::: Exercise material :::

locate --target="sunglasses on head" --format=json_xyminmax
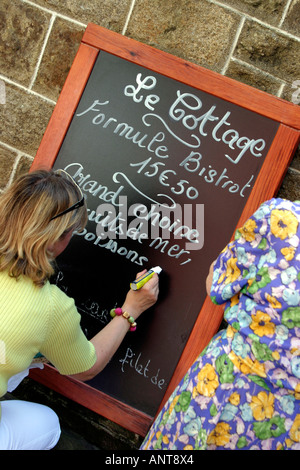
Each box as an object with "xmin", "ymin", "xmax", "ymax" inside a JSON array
[{"xmin": 50, "ymin": 169, "xmax": 85, "ymax": 221}]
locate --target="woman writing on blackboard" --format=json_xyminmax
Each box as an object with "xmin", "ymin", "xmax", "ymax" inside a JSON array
[
  {"xmin": 0, "ymin": 169, "xmax": 159, "ymax": 450},
  {"xmin": 141, "ymin": 198, "xmax": 300, "ymax": 450}
]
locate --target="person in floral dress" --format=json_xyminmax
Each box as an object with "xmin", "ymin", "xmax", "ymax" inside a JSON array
[{"xmin": 141, "ymin": 198, "xmax": 300, "ymax": 450}]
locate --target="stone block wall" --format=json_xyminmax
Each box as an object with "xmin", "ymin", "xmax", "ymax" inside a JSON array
[{"xmin": 0, "ymin": 0, "xmax": 300, "ymax": 197}]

:::

Throughout the material above, find every line holding "locate" and copy it.

locate --target="sunglasses on head" --format=json_xyminmax
locate --target="woman writing on blackboard" --format=json_xyminmax
locate --target="person in floral dress" --format=json_xyminmax
locate --target="stone block wall" --format=json_xyminmax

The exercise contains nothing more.